▸ **Problem**
Find each line in the data below that contains the word "bell" and copy those lines out.

Raw records
# # # #
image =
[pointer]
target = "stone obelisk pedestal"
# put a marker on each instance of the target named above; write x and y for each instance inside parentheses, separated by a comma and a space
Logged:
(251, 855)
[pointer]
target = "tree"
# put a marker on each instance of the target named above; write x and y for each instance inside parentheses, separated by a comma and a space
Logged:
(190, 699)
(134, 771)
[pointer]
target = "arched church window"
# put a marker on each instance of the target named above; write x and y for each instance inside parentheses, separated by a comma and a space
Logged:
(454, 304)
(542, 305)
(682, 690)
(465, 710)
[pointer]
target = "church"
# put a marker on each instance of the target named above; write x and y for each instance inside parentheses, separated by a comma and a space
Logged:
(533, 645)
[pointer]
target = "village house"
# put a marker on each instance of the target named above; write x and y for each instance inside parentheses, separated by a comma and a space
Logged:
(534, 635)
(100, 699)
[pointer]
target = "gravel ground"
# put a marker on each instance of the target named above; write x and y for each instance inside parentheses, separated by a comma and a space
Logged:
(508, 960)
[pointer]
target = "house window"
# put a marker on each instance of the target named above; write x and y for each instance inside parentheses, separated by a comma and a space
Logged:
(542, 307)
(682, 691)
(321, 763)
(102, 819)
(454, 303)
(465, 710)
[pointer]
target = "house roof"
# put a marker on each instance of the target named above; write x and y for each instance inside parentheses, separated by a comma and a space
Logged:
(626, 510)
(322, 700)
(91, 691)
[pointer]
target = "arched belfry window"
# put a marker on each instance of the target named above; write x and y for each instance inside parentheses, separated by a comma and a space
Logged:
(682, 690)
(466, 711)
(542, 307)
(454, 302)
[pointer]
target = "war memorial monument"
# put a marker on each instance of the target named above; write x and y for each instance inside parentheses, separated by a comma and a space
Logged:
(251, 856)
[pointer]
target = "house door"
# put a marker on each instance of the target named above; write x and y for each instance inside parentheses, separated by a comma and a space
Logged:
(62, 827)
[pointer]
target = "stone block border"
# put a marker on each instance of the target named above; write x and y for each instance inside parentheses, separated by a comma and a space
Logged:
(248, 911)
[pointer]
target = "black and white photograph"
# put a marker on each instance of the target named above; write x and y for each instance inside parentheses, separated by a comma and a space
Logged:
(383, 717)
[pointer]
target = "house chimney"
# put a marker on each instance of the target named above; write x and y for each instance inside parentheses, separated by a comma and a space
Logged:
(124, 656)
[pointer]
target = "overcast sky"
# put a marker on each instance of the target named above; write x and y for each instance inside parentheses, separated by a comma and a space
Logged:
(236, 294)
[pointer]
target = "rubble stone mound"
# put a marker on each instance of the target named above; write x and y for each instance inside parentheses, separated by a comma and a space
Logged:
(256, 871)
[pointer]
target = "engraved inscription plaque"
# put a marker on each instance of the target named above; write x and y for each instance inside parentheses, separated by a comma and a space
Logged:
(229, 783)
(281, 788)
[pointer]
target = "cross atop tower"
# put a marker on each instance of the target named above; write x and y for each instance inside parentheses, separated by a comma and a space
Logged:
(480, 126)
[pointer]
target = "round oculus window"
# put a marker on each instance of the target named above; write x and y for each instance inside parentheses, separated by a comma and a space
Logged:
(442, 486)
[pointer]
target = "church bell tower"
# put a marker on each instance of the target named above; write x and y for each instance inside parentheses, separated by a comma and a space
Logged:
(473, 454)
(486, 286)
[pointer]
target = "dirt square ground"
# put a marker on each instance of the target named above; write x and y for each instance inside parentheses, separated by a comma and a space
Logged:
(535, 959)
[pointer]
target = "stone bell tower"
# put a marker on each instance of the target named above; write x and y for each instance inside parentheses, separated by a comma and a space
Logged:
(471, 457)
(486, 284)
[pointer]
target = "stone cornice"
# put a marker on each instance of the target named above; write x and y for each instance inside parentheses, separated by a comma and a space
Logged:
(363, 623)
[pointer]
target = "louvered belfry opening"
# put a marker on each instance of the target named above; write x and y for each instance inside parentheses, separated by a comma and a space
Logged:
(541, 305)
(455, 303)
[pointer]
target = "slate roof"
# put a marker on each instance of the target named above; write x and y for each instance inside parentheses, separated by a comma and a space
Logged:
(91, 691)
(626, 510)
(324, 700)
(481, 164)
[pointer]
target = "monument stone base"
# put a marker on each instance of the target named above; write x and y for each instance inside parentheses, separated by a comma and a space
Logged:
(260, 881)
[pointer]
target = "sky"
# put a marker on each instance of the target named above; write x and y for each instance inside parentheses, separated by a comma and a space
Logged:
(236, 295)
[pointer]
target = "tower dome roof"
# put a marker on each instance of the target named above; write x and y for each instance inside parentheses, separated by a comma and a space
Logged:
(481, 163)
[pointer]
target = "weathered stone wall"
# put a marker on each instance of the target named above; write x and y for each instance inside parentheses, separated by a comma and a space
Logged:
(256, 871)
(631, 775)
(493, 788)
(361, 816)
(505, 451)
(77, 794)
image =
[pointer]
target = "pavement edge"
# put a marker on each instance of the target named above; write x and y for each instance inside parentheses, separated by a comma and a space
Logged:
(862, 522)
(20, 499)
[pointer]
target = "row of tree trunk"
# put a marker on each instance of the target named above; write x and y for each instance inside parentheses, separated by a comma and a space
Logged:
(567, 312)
# # # #
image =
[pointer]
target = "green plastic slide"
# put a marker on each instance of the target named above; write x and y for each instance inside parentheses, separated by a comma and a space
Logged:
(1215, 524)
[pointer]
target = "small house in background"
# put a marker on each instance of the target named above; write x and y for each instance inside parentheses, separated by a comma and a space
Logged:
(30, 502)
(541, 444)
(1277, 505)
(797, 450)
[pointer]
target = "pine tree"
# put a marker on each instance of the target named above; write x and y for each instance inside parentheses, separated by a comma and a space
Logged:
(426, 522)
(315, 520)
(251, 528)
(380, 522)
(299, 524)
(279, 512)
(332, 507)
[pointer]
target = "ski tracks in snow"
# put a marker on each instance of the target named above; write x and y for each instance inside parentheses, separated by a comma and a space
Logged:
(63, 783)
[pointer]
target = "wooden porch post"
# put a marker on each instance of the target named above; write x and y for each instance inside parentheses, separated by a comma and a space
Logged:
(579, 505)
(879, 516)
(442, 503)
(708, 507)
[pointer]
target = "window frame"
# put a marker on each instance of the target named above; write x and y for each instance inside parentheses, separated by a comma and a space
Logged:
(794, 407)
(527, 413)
# # # #
▸ **Complete output**
target = "church bell tower"
target = "stone bell tower"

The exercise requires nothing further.